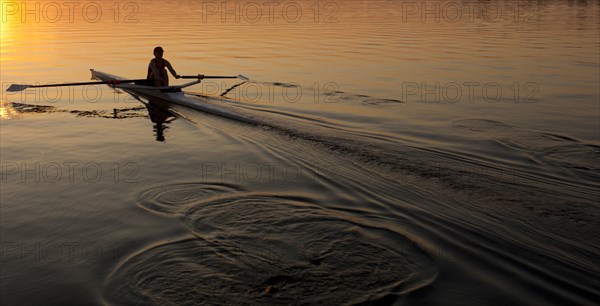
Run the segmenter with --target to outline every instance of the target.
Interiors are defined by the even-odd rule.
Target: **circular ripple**
[[[127,260],[108,279],[114,304],[349,304],[429,284],[432,260],[409,240],[308,199],[243,195],[184,215],[198,237]]]
[[[220,183],[170,184],[142,192],[138,197],[138,204],[153,212],[177,214],[192,203],[238,191],[241,190],[236,186]]]

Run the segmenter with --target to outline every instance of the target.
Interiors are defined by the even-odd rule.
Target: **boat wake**
[[[104,299],[460,305],[457,296],[470,296],[482,305],[593,305],[600,298],[600,248],[590,243],[600,225],[597,146],[469,118],[445,127],[472,150],[461,151],[391,125],[394,109],[407,103],[339,95],[333,106],[199,97],[252,124],[169,106],[192,129],[242,146],[244,160],[293,165],[300,174],[266,183],[187,177],[139,190],[141,208],[189,234],[122,258]]]
[[[383,112],[402,105],[362,95],[344,97],[344,106]],[[168,250],[180,254],[176,249],[183,248],[187,253],[174,258],[200,264],[188,262],[174,274],[193,266],[199,269],[190,272],[193,277],[212,275],[221,282],[190,293],[207,301],[211,298],[207,292],[229,288],[225,295],[248,303],[289,304],[292,297],[308,295],[310,299],[296,301],[352,304],[373,301],[373,297],[399,298],[407,292],[403,284],[428,288],[425,297],[410,295],[412,301],[448,305],[456,303],[445,296],[474,287],[496,301],[514,305],[532,300],[544,305],[593,304],[598,298],[592,280],[600,274],[593,264],[600,249],[587,243],[598,238],[591,230],[598,225],[599,213],[596,146],[487,119],[449,123],[448,128],[472,131],[474,136],[468,137],[493,148],[489,154],[482,149],[483,154],[474,155],[410,142],[397,136],[400,132],[366,132],[356,122],[368,121],[368,112],[349,115],[322,105],[324,109],[314,110],[305,105],[231,99],[206,103],[240,113],[257,124],[249,128],[215,116],[194,122],[254,147],[266,159],[306,169],[318,181],[312,190],[328,198],[314,198],[306,192],[280,194],[272,186],[266,187],[271,193],[243,191],[252,190],[247,186],[239,190],[220,186],[217,190],[229,190],[226,195],[210,193],[207,198],[202,194],[167,208],[164,201],[141,204],[178,216],[196,238],[164,248],[154,246],[136,255],[134,263],[122,265],[117,273],[123,277],[148,273],[130,280],[135,286],[152,278],[150,262],[167,260]],[[192,118],[201,116],[178,111]],[[318,165],[333,167],[324,171]],[[313,245],[322,250],[307,256],[306,250]],[[209,249],[210,259],[198,258],[201,247]],[[256,254],[260,250],[281,254],[267,258]],[[220,261],[212,261],[217,254],[222,256]],[[142,261],[148,261],[147,267]],[[373,271],[381,264],[386,265],[381,273],[371,273],[377,275],[375,279],[362,272],[363,267]],[[227,268],[218,269],[218,265]],[[347,270],[348,265],[356,269]],[[137,270],[128,270],[134,266]],[[260,272],[251,275],[246,269]],[[168,272],[161,275],[166,279]],[[232,275],[242,279],[232,279]],[[394,277],[388,279],[389,275]],[[436,289],[427,286],[432,281]],[[325,288],[315,289],[319,282]],[[136,288],[136,292],[153,292],[158,286]],[[521,294],[510,294],[516,291]],[[163,294],[167,293],[159,296]],[[262,300],[266,296],[272,300]]]
[[[589,182],[600,180],[600,147],[567,136],[521,129],[502,122],[464,119],[454,126],[483,134],[511,150],[522,152],[536,164],[562,168]],[[581,183],[581,182],[580,182]]]

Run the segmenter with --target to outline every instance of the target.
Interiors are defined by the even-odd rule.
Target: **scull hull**
[[[96,71],[94,69],[91,69],[91,72],[92,72],[93,78],[101,80],[101,81],[124,80],[124,78],[122,78],[122,77],[112,75],[109,73],[105,73],[105,72],[101,72],[101,71]],[[190,84],[192,84],[192,83],[190,83]],[[190,84],[187,84],[187,86],[189,86]],[[225,117],[225,118],[229,118],[229,119],[233,119],[233,120],[237,120],[237,121],[241,121],[241,122],[256,124],[255,120],[252,120],[248,117],[224,110],[224,109],[214,106],[212,104],[203,103],[200,100],[201,98],[191,98],[191,97],[186,96],[185,93],[183,91],[181,91],[181,88],[185,87],[186,85],[170,86],[170,87],[151,87],[151,86],[134,85],[134,84],[116,84],[116,85],[109,85],[109,86],[111,86],[113,88],[121,89],[133,96],[142,97],[146,100],[159,99],[161,101],[166,101],[168,103],[182,105],[182,106],[189,107],[189,108],[201,111],[201,112],[206,112],[209,114],[213,114],[213,115],[217,115],[217,116],[221,116],[221,117]]]

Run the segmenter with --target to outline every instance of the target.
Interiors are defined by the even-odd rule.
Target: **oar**
[[[227,88],[227,90],[225,90],[223,93],[221,93],[219,96],[224,97],[226,94],[228,94],[230,91],[232,91],[234,88],[241,86],[242,84],[246,84],[246,81],[243,82],[239,82],[229,88]]]
[[[236,76],[224,76],[224,75],[182,75],[182,79],[240,79],[244,81],[249,81],[250,79],[239,74]]]
[[[138,80],[110,80],[110,81],[97,81],[97,82],[81,82],[81,83],[63,83],[63,84],[48,84],[48,85],[27,85],[27,84],[12,84],[10,85],[6,91],[22,91],[27,88],[37,88],[37,87],[59,87],[59,86],[80,86],[80,85],[95,85],[95,84],[109,84],[109,85],[118,85],[121,83],[134,83],[134,82],[142,82],[146,81],[146,79],[138,79]]]

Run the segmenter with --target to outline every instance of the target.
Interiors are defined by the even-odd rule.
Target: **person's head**
[[[156,47],[156,48],[154,48],[154,56],[156,56],[156,57],[162,57],[163,53],[164,53],[164,50],[163,50],[162,47]]]

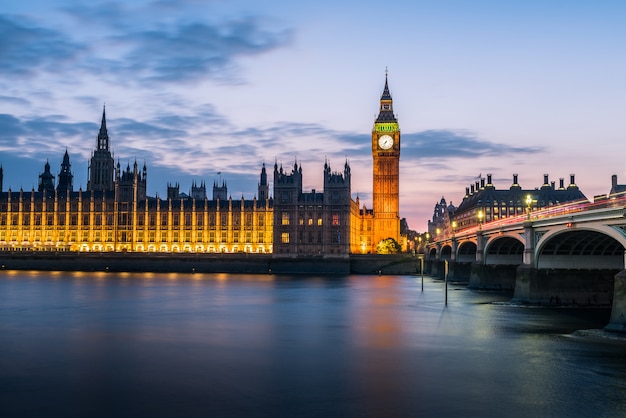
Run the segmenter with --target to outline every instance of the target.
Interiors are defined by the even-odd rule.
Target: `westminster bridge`
[[[426,271],[513,301],[612,304],[607,330],[626,332],[626,198],[572,202],[432,237]]]

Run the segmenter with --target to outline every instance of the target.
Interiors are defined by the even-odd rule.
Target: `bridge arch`
[[[521,265],[524,263],[524,241],[519,235],[496,235],[485,245],[485,264]]]
[[[607,226],[554,228],[536,244],[537,268],[624,269],[626,237]]]
[[[476,261],[476,243],[471,240],[461,241],[456,251],[456,261],[459,263],[473,263]]]
[[[428,258],[430,260],[436,260],[437,259],[437,248],[436,247],[431,247],[430,250],[428,251]]]
[[[452,260],[452,246],[449,244],[441,247],[441,253],[439,255],[440,260]]]

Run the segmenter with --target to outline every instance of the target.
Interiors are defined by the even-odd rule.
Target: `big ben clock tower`
[[[374,240],[385,238],[400,242],[400,127],[393,114],[387,74],[380,97],[380,110],[372,129],[374,159]]]

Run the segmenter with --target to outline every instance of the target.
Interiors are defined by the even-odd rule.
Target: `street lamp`
[[[452,236],[456,234],[456,221],[452,221]]]
[[[530,205],[533,204],[533,198],[527,194],[526,195],[526,219],[530,221]]]
[[[478,213],[476,214],[476,216],[478,217],[478,230],[482,230],[482,227],[483,227],[483,217],[485,216],[485,214],[483,213],[482,210],[479,210]]]

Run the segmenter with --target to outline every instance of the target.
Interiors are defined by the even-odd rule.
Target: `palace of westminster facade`
[[[0,250],[246,252],[285,256],[374,253],[400,235],[400,129],[387,78],[372,129],[373,208],[352,199],[350,166],[324,164],[323,192],[303,192],[302,167],[274,164],[273,197],[265,164],[252,200],[228,197],[226,184],[168,184],[167,199],[146,194],[147,168],[115,165],[106,114],[89,164],[87,189],[73,190],[66,151],[55,186],[46,163],[38,190],[4,191],[0,168]]]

━━━━━━━━

> ASSIGNMENT: Copy the material above in full and exactly, skipping pictures.

> RESULT FOR THIS EXERCISE:
Run the segmenter with --target to outline every instance of the target.
Interiors are defined by the even-odd rule.
Target: **circular ripple**
[[[127,260],[108,279],[114,304],[349,304],[429,284],[432,260],[409,240],[308,199],[243,195],[184,215],[198,237]]]
[[[220,183],[170,184],[142,192],[138,197],[138,204],[153,212],[177,214],[192,203],[238,191],[241,190],[236,186]]]

Run the segmenter with --target to outline every instance of the target.
Interiors are defined by the even-odd rule.
Target: **boat wake**
[[[104,299],[460,305],[457,296],[470,296],[482,305],[593,305],[600,298],[600,248],[590,243],[600,225],[597,146],[469,118],[445,127],[472,150],[461,151],[391,125],[394,109],[407,103],[339,95],[333,106],[199,97],[252,124],[169,106],[192,129],[242,146],[244,160],[293,165],[300,174],[266,183],[187,177],[139,190],[141,208],[189,234],[122,258]]]
[[[383,112],[402,105],[362,95],[344,97],[344,106]],[[168,250],[180,254],[176,249],[183,248],[187,253],[174,258],[200,264],[188,262],[174,274],[193,266],[199,269],[190,272],[193,277],[212,275],[221,282],[190,293],[207,301],[211,298],[207,292],[229,288],[225,295],[248,303],[289,304],[292,297],[308,295],[310,299],[296,301],[352,304],[373,301],[373,297],[399,298],[407,292],[403,284],[428,288],[425,297],[410,295],[412,301],[448,305],[456,303],[445,296],[474,287],[496,301],[514,305],[532,300],[544,305],[593,304],[598,298],[592,280],[600,274],[593,264],[600,249],[587,243],[598,238],[591,230],[598,225],[599,213],[596,146],[487,119],[449,123],[448,128],[472,131],[474,136],[468,137],[493,148],[489,154],[482,149],[483,154],[474,155],[410,142],[397,136],[400,132],[366,132],[356,122],[368,121],[368,112],[349,115],[322,105],[324,109],[314,110],[305,105],[231,99],[206,103],[240,113],[257,124],[249,128],[215,116],[194,122],[254,147],[266,159],[306,169],[318,181],[312,190],[328,198],[314,198],[306,192],[280,194],[272,186],[266,187],[271,193],[243,191],[252,190],[247,186],[239,190],[220,186],[217,190],[229,190],[226,195],[210,193],[207,198],[202,194],[167,208],[164,201],[141,204],[178,216],[196,238],[164,248],[154,246],[136,255],[134,263],[122,265],[117,273],[123,277],[148,273],[130,280],[135,286],[152,278],[150,262],[167,260]],[[192,118],[201,116],[178,111]],[[318,165],[333,167],[324,171]],[[313,245],[322,250],[307,256],[306,250]],[[209,249],[210,259],[198,258],[201,247]],[[256,254],[260,250],[281,254],[267,258]],[[220,261],[212,261],[217,254],[222,256]],[[142,261],[148,261],[147,267]],[[373,271],[381,264],[386,265],[381,273],[371,273],[377,275],[375,279],[362,272],[363,267]],[[227,268],[218,269],[218,265]],[[347,270],[348,265],[356,269]],[[137,270],[128,270],[134,266]],[[260,272],[251,275],[246,269]],[[168,272],[161,275],[166,279]],[[232,275],[242,279],[232,279]],[[394,277],[388,279],[389,275]],[[436,289],[427,286],[432,281]],[[325,288],[315,289],[319,282]],[[136,288],[136,292],[153,292],[158,286]],[[521,294],[510,294],[516,291]],[[163,294],[167,293],[159,296]],[[262,300],[266,296],[272,300]]]
[[[589,182],[600,180],[600,147],[567,136],[521,129],[502,122],[464,119],[454,126],[483,134],[511,150],[522,152],[536,164],[562,168]],[[581,183],[581,182],[580,182]]]

Run the segmenter with --target to outline every instance of the target.
Interiors are defined by the even-odd rule.
Target: **scull hull**
[[[96,71],[94,69],[91,69],[91,72],[92,72],[93,78],[101,80],[101,81],[124,80],[124,78],[122,78],[122,77],[112,75],[109,73],[105,73],[105,72],[101,72],[101,71]],[[190,84],[192,84],[192,83],[190,83]],[[190,84],[187,84],[187,86],[189,86]],[[225,117],[225,118],[229,118],[229,119],[233,119],[233,120],[237,120],[237,121],[241,121],[241,122],[256,124],[255,120],[252,120],[248,117],[224,110],[224,109],[214,106],[212,104],[203,103],[200,100],[201,98],[191,98],[191,97],[186,96],[185,93],[183,91],[181,91],[181,88],[185,87],[186,85],[170,86],[170,87],[151,87],[151,86],[134,85],[134,84],[116,84],[116,85],[109,85],[109,86],[111,86],[113,88],[121,89],[133,96],[142,97],[146,100],[159,99],[161,101],[166,101],[168,103],[182,105],[182,106],[189,107],[189,108],[201,111],[201,112],[206,112],[209,114],[213,114],[213,115],[217,115],[217,116],[221,116],[221,117]]]

Run the segmenter with --target to outline every instance of the target.
Interiors are defined by the even-odd rule.
Target: **oar**
[[[227,88],[227,90],[225,90],[223,93],[221,93],[219,96],[224,97],[226,94],[228,94],[230,91],[232,91],[234,88],[241,86],[242,84],[246,84],[246,81],[243,82],[239,82],[229,88]]]
[[[236,76],[224,76],[224,75],[182,75],[182,79],[240,79],[244,81],[249,81],[250,79],[239,74]]]
[[[138,80],[110,80],[110,81],[97,81],[97,82],[81,82],[81,83],[63,83],[63,84],[48,84],[48,85],[27,85],[27,84],[12,84],[10,85],[6,91],[22,91],[27,88],[37,88],[37,87],[59,87],[59,86],[80,86],[80,85],[95,85],[95,84],[109,84],[109,85],[118,85],[121,83],[134,83],[134,82],[142,82],[146,81],[146,79],[138,79]]]

Run the segmenter with --target to outline every instance of the target.
Interiors are defined by the even-odd rule.
Target: **person's head**
[[[156,47],[156,48],[154,48],[154,56],[156,56],[156,57],[162,57],[163,53],[164,53],[164,50],[163,50],[162,47]]]

Run the segmenter with --target to outline every instance of the target.
Interiors are defined by the even-odd rule.
Target: `westminster bridge`
[[[426,271],[513,301],[612,304],[607,330],[626,332],[626,198],[572,202],[432,237]]]

Run the segmenter with --target to outline every instance of the target.
Interiors are defined by the even-odd rule.
Target: `bridge arch`
[[[521,265],[524,263],[524,241],[519,235],[496,235],[485,245],[485,264]]]
[[[607,226],[554,228],[536,244],[537,268],[624,269],[626,237]]]
[[[476,261],[476,243],[471,240],[461,241],[456,251],[456,261],[459,263],[473,263]]]
[[[428,258],[430,260],[436,260],[437,259],[437,248],[436,247],[431,247],[430,250],[428,251]]]
[[[452,260],[452,246],[449,244],[441,247],[441,253],[439,255],[440,260]]]

Run the segmenter with --target to outline every instance of the target.
Interiors are defined by the even-odd rule.
Target: `big ben clock tower`
[[[374,240],[385,238],[400,242],[400,127],[393,114],[387,74],[380,97],[380,110],[372,129],[374,159]]]

Run the segmenter with --target to outline every instance of the target.
Interiors are defined by the even-odd rule.
Target: `street lamp`
[[[452,236],[456,234],[456,221],[452,221]]]
[[[530,205],[533,204],[533,198],[527,194],[526,195],[526,219],[530,221]]]
[[[478,213],[476,214],[476,216],[478,217],[478,230],[482,230],[482,227],[483,227],[483,217],[485,216],[485,214],[483,213],[482,210],[479,210]]]

Run the segmenter with --target to outline every instance of the target.
Interiors are defined by the even-odd rule.
Target: `palace of westminster facade`
[[[0,250],[246,252],[285,256],[374,253],[400,235],[400,129],[387,78],[372,129],[373,208],[352,199],[350,166],[324,164],[323,192],[303,192],[302,167],[274,164],[273,197],[265,164],[252,200],[228,197],[226,184],[168,184],[167,199],[146,194],[147,168],[115,165],[106,114],[89,164],[87,189],[73,190],[66,151],[55,186],[46,163],[38,190],[4,191],[0,168]]]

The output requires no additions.